---- Input data
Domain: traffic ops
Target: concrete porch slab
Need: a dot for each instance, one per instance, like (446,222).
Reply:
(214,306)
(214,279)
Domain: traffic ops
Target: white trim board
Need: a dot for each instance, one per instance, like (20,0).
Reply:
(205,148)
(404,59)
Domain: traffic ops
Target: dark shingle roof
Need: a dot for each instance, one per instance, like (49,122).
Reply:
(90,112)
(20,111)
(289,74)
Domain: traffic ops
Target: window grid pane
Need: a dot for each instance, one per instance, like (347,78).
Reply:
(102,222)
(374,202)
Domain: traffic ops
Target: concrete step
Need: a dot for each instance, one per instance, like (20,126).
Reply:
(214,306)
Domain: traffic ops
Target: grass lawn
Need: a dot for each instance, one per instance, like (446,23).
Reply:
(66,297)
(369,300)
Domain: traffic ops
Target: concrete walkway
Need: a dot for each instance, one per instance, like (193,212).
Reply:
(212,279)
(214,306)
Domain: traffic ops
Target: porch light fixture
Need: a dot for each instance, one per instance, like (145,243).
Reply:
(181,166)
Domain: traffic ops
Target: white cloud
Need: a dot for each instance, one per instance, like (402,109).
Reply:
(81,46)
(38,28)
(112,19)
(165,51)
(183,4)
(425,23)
--------
**Short exercise:** Return the listing above in its exact form.

**Solution for this exercise:**
Domain: traffic ops
Target: concrete porch slab
Need: a dot for each instance, one per instance, like (446,222).
Reply:
(214,306)
(214,279)
Domain: traffic ops
Target: white trim board
Need: a dot for each instance, one per instance, like (20,0).
Reply:
(205,148)
(404,59)
Domain: traffic ops
Target: dark shingle roof
Need: a dot for each instance, one per instance, like (49,122).
Reply:
(90,112)
(20,111)
(289,74)
Domain: traffic ops
Target: window grid pane
Need: a dot for each instance, one per instance, like (347,78).
Reply:
(102,222)
(374,202)
Domain: traffic ops
Target: concrete step
Need: a dot for each instance, one per instance, like (20,126).
Reply:
(214,306)
Domain: traffic ops
Target: grass lawn
Need: a dot for each instance, one per instance, like (446,23).
Reply:
(66,297)
(369,300)
Domain: traffic ops
Target: concrete walkway
Need: a dot for each instance, one per instance, like (193,212).
Reply:
(212,279)
(214,306)
Domain: traffic ops
Target: porch light fixture
Need: a dot for each instance, one per instance, like (145,243).
Reply:
(181,166)
Domain: traffic ops
Target: white cloud
Need: a dot for each instance, one per instance, like (402,109).
Reply:
(81,46)
(38,28)
(112,19)
(165,51)
(183,4)
(425,23)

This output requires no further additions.